▶ **WORK REQUIRED**
Take the material below and retype it in full; pictures are left out.

Start of RECORDS FOR THE TASK

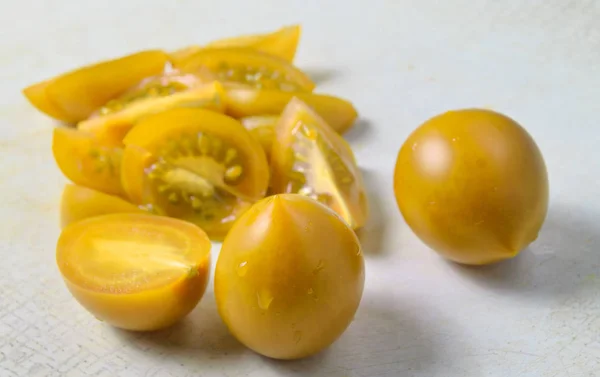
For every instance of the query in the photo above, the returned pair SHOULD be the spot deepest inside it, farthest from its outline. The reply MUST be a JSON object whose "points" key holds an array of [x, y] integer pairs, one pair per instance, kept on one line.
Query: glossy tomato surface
{"points": [[472, 184], [133, 271], [289, 277]]}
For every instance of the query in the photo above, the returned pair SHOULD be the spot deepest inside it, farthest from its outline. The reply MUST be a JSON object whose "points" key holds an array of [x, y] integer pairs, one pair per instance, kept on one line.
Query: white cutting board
{"points": [[400, 62]]}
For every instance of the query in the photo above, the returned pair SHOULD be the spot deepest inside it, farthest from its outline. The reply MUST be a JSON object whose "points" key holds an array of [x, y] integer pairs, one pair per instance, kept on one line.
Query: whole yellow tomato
{"points": [[472, 184], [289, 277]]}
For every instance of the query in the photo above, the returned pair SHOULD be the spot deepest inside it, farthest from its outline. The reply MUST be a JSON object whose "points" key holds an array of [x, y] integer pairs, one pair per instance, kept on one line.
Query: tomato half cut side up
{"points": [[338, 113], [310, 158], [113, 126], [75, 95], [134, 271], [249, 67], [78, 203], [195, 165], [87, 161], [282, 43]]}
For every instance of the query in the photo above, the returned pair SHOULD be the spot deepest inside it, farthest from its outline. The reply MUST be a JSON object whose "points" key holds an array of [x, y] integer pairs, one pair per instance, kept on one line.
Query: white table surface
{"points": [[400, 62]]}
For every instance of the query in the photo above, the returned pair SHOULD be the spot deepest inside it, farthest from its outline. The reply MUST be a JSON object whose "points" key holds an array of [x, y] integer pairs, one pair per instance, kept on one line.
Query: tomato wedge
{"points": [[135, 271], [113, 127], [79, 202], [196, 165], [86, 161], [249, 67], [240, 102], [75, 95], [262, 127], [310, 158], [282, 43]]}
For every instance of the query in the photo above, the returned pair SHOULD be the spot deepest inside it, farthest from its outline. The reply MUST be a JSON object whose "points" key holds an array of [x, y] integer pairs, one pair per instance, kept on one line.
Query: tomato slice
{"points": [[262, 127], [135, 271], [113, 126], [196, 165], [282, 43], [36, 94], [86, 161], [241, 102], [79, 202], [249, 67], [75, 95], [310, 158]]}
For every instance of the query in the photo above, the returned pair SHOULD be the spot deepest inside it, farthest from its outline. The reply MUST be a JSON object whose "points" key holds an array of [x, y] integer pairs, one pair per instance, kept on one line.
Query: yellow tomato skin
{"points": [[242, 102], [289, 277], [78, 203], [141, 309], [87, 161], [472, 184]]}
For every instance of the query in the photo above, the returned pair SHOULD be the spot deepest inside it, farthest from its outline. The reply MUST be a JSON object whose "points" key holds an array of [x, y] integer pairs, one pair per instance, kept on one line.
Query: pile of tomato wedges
{"points": [[200, 134]]}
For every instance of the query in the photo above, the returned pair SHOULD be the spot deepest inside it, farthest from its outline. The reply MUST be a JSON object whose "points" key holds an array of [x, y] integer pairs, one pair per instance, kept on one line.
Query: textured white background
{"points": [[400, 62]]}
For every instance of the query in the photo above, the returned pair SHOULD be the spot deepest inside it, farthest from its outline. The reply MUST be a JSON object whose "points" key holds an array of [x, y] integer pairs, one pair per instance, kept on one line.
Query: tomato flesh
{"points": [[289, 277], [310, 158], [113, 126], [86, 161], [138, 272], [249, 67], [79, 202], [75, 95], [195, 165], [241, 102]]}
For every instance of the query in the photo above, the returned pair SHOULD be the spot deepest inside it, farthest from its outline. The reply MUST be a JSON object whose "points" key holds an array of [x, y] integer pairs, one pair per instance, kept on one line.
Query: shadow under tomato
{"points": [[563, 262], [321, 76], [198, 339], [359, 131], [381, 341], [373, 233]]}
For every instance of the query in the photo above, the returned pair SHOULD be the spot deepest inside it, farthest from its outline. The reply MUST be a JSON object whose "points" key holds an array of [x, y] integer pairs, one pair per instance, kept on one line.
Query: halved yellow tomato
{"points": [[249, 67], [282, 43], [310, 158], [113, 127], [262, 127], [87, 161], [79, 202], [196, 165], [135, 271], [75, 95], [241, 102]]}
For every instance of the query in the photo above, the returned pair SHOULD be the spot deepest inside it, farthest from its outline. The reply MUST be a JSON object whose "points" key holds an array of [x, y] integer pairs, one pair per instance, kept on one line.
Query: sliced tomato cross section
{"points": [[308, 157], [196, 165]]}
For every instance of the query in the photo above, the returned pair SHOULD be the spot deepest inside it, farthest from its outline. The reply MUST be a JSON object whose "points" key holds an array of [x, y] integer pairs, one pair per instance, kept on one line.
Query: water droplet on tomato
{"points": [[242, 269], [264, 299]]}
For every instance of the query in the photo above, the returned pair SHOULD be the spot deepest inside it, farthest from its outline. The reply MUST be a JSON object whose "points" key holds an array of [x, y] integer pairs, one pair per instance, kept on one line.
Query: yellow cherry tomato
{"points": [[472, 184], [87, 161], [289, 277], [308, 157], [113, 126], [196, 165], [75, 95], [80, 203], [249, 67], [242, 102], [136, 272], [282, 43], [262, 127]]}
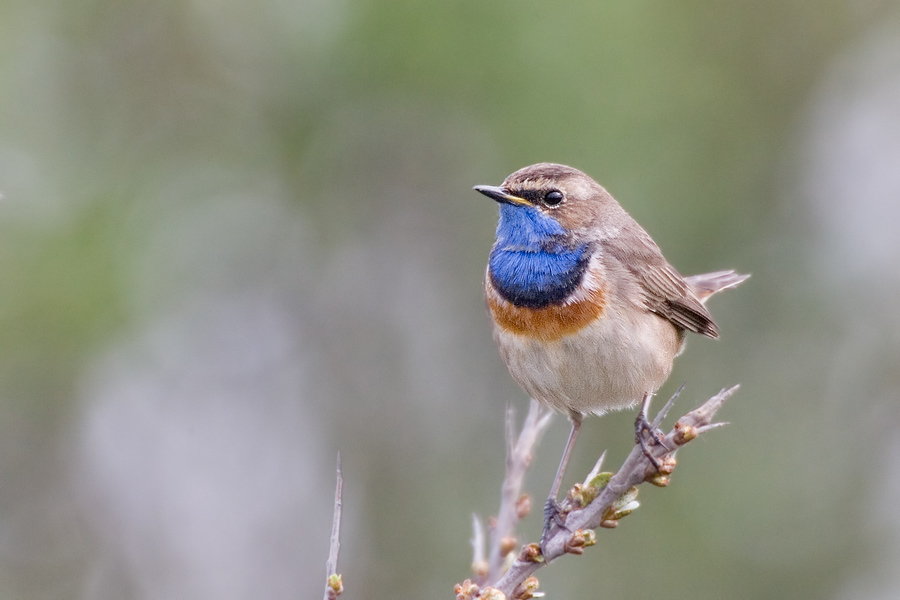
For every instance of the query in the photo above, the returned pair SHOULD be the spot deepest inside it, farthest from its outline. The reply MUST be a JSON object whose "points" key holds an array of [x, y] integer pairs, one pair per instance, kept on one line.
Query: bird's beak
{"points": [[500, 195]]}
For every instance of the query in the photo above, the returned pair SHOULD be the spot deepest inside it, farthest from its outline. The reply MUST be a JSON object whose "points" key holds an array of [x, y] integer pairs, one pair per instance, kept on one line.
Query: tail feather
{"points": [[708, 284]]}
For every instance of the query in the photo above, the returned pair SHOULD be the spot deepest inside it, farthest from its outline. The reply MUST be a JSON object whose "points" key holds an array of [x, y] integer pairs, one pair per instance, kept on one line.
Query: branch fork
{"points": [[600, 501]]}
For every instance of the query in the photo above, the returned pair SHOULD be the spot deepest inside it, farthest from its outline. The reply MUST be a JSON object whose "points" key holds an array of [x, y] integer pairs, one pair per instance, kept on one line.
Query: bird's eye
{"points": [[553, 197]]}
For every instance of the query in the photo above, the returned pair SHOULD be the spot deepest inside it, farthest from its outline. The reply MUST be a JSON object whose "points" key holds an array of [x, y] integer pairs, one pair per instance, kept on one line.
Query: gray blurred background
{"points": [[238, 237]]}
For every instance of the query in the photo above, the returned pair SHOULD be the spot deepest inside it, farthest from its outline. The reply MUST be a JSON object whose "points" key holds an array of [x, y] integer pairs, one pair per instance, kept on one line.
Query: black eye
{"points": [[553, 198]]}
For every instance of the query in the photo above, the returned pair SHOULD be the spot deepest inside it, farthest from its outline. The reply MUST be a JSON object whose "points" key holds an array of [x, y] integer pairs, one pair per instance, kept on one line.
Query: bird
{"points": [[586, 312]]}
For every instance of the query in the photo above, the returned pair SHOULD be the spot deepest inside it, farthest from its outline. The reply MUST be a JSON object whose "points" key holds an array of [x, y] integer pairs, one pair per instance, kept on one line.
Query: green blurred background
{"points": [[237, 237]]}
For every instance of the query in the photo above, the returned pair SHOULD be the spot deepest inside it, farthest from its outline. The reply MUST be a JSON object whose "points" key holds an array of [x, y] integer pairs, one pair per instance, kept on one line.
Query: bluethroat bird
{"points": [[587, 313]]}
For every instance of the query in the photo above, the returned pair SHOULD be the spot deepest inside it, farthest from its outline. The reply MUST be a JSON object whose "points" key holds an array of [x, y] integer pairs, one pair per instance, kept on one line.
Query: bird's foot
{"points": [[641, 426], [552, 516]]}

End of RECORDS FOR THE TASK

▶ **FINAL RESULT**
For every instance of the query in the photo above, the returned pair SHOULD be the spot deepest inside it, farthest from its outline. The reply MUST be a JSON object whose "points" key holds an array of [x, y] integer pairs, one pair per instance, kept on one line.
Query: glossy tomato surface
{"points": [[472, 184], [133, 271], [289, 277]]}
For every instance of the query in the photo above, the returned pair SHOULD be the spot deepest inside it, farthest from its outline. The reply MUST be a JSON object whose "points" key holds an array of [x, y] integer pairs, one pair per instance, kept on one line.
Query: white cutting board
{"points": [[400, 62]]}
For every instance of the query in the photo above, the returned pair SHOULD be the spot deepest inside it, farthest from its outline. The reply MUST be a JSON object whose "points" key holds an array of [x, y] integer pairs, one pair per instance, kept on one line.
Query: whole yellow tomato
{"points": [[472, 184], [289, 277]]}
For every instance of the query in the photo above, the returned pair SHOULD be the spot deepest inside it, farthest from its outline. The reply MUST be a JSON object whose "points" key holds an array of [x, y] integer pairs, one pair per instance, kept on one line.
Query: tomato half cut side up
{"points": [[338, 113], [310, 158], [113, 126], [75, 95], [134, 271], [249, 67], [78, 203], [195, 165], [87, 161], [282, 43]]}
For every instance of the query in the photo above, the returned pair SHOULD be the spot deepest inside it, farthest from its outline. The reply MUST be a JSON object whose "points" key holds an array of [x, y] integer pairs, one pair per instance, kept on one line.
Query: white table surface
{"points": [[400, 62]]}
For every instance of the query in the photo above, the returned pair SHOULD be the spot deepest inside it, farthest from its outline. The reply MUST be a JSON object whose "points" key holds an array of [x, y] integer pairs, one pair per instance, kept on one line.
Query: tomato wedge
{"points": [[135, 271], [113, 127], [79, 202], [196, 165], [86, 161], [249, 67], [240, 102], [75, 95], [262, 127], [310, 158], [282, 43]]}
For every instance of the query in the photo above, the returned pair SHOULD be the spot deepest inside it, farthest from its outline. The reply MUST be a JSON object whose "points" key holds an array of [x, y] integer pairs, one pair per instance, kept on one line.
Query: tomato slice
{"points": [[262, 127], [135, 271], [113, 126], [196, 165], [282, 43], [36, 94], [86, 161], [241, 102], [79, 202], [249, 67], [75, 95], [310, 158]]}
For every instance of the query in the photo above, the returned pair SHOULD be the spot deepest inside it, farthest from its outline. The reply MUST be a JSON object whose "points" key holds an array of [x, y] integer pairs, one pair per instance, kept on one line.
Query: yellow tomato skin
{"points": [[242, 102], [289, 277], [78, 203], [141, 309], [87, 161], [472, 184]]}
For every instance of the query in the photo above, the returned pair SHOULD be the spot deepest inside it, farthest from its outline. The reply MUST be a JSON object whose "points" key holds an array of [x, y] integer pairs, one pair per instance, kept on one line.
Query: pile of tomato wedges
{"points": [[200, 134]]}
For every instance of the query in the photo above, the returned pair SHOULD be the spot deepest inside it, farthest from its outline. The reply MUST be a JSON object whose "points" key holds an array of [x, y] integer pairs, one pair per instance, kept on one line.
Query: textured white background
{"points": [[400, 62]]}
For every instance of the query in the photo above, the returned pair SHOULD be the spot deepest inside it, farthest from its outline. The reply MUST be a JSON object whose "points" key holds an array of [x, y] integer pairs, one pair per instance, kept on one line.
Query: tomato flesh
{"points": [[289, 277], [310, 158], [113, 126], [86, 161], [138, 272], [249, 67], [79, 202], [75, 95], [195, 165], [241, 102]]}
For every instance of the query in the photo above, the returned pair SHOULD be the spot deepest inside it, farthest from its outline. The reply MUST be a JSON object whose "points" key holds an array of [x, y] integer pairs, one pair per instance, kept on one line.
Query: shadow under tomato
{"points": [[563, 262], [321, 76], [198, 339], [359, 131], [381, 341], [373, 233]]}
For every instance of the query in the photo above, the returned pair SHOULD be the spot deepest inside it, farthest from its outline. The reply MUST be a JSON object whose "points" key holds an array of [x, y] integer pairs, one pair per instance, kept on one line.
Query: halved yellow tomato
{"points": [[249, 67], [282, 43], [310, 158], [113, 127], [262, 127], [87, 161], [79, 202], [196, 165], [135, 271], [75, 95], [241, 102]]}
For every instance of the query in the photo above, the returned pair SHOULD be the spot deepest inside it, farthest from its outline. The reply MUST be a JSON object whose "points" key holds an array of [x, y] integer pairs, one pair per instance, kept on one line.
Query: sliced tomato cross section
{"points": [[308, 157], [196, 165]]}
For every instance of the query in the photo above, the returned pair SHOULD be the spot deepest inside it, farthest from its outline. The reply MUST be a JSON object whose "points" key holds an array of [x, y] integer pairs, one pair per instance, kept on one line.
Query: water droplet on tomato
{"points": [[242, 269], [264, 299]]}
For every instance of the query in the photo above, the returned pair SHOULD be the spot deepest inside it, farthest from its outline. The reply MUST be a JSON object whose "points" key holds an array of [x, y] integer pairs, one pair per instance, kept on one line.
Query: yellow cherry tomato
{"points": [[472, 184], [87, 161], [289, 277], [308, 157], [113, 126], [196, 165], [75, 95], [80, 203], [249, 67], [242, 102], [136, 272], [282, 43], [262, 127]]}
For every instance of the query in the photo above, the returned pair SHOULD be the spot deepest inside it, farthest from its outline. The reply MUST be a JSON object whose "points" key holds an array of [x, y] integer pairs, one pair per instance, kept on one line.
Query: bird's beak
{"points": [[500, 195]]}
For every instance of the query in the photo above, the returned pair SHOULD be the spot deepest inside it, farthest from its outline. The reply MUST be a JSON object whose "points" key holds an array of [x, y] integer pairs, one pair per instance, kept on one line.
Query: tail feather
{"points": [[708, 284]]}
For every instance of the query in the photo above, the returned pair SHOULD be the spot deepest inside it, farthest from its outline. The reply MUST be a JSON object whose "points" key holds an array of [x, y] integer pairs, one pair per instance, kept on one line.
Query: branch fork
{"points": [[600, 501]]}
For every instance of the query in the photo above, the returned pair SHOULD be the spot deepest inside it, farthest from its outline. The reply MUST be a JSON object whose "points" key holds an array of [x, y] integer pairs, one pair per instance, kept on one line.
Query: bird's eye
{"points": [[553, 197]]}
For every instance of the query in the photo above, the returned pair SHOULD be the spot deepest inside it, farthest from its outline. The reply MUST be a JSON object whose "points" key holds an array of [x, y] integer pairs, one pair per instance, kept on one line.
Query: gray blurred background
{"points": [[238, 237]]}
For every instance of the query in the photo above, the returned pair SHOULD be the spot deepest inside it, farthest from its outline. The reply MUST be a JSON object whose "points" key holds an array of [x, y] integer pairs, one pair per instance, kept on one line.
Query: black eye
{"points": [[553, 198]]}
For every instance of the query in the photo above, the returned pair SHOULD be the spot deepest inside it, farthest from its outline. The reply MUST be a JSON object whose "points" key holds an array of [x, y] integer pairs, one pair per instance, kept on one line.
Query: bird
{"points": [[586, 312]]}
For every instance of the query in the photo above, the returned pair SHOULD be the spot deepest inside it, farthest from its outline. The reply MUST be a JSON object whose "points" key holds an array of [x, y] integer pairs, one pair per instance, kept on one line.
Query: green blurred background
{"points": [[237, 237]]}
For every instance of the query in the photo above, the returned pair SHOULD be the spot deepest inside it, farthest from its outline. The reply MUST be a JSON object whose "points" key holds an array of [x, y] integer pairs, one pair per instance, kept on one line.
Query: bluethroat bird
{"points": [[587, 313]]}
For every instance of the query in the photo above, the returned pair SHOULD be the spot deepest inside it, farthest from its outline. The reply MUST be a JSON object whose "points" key holds an array of [x, y] integer pairs, one pair per instance, kept on one line.
Query: bird's foot
{"points": [[641, 426], [552, 516]]}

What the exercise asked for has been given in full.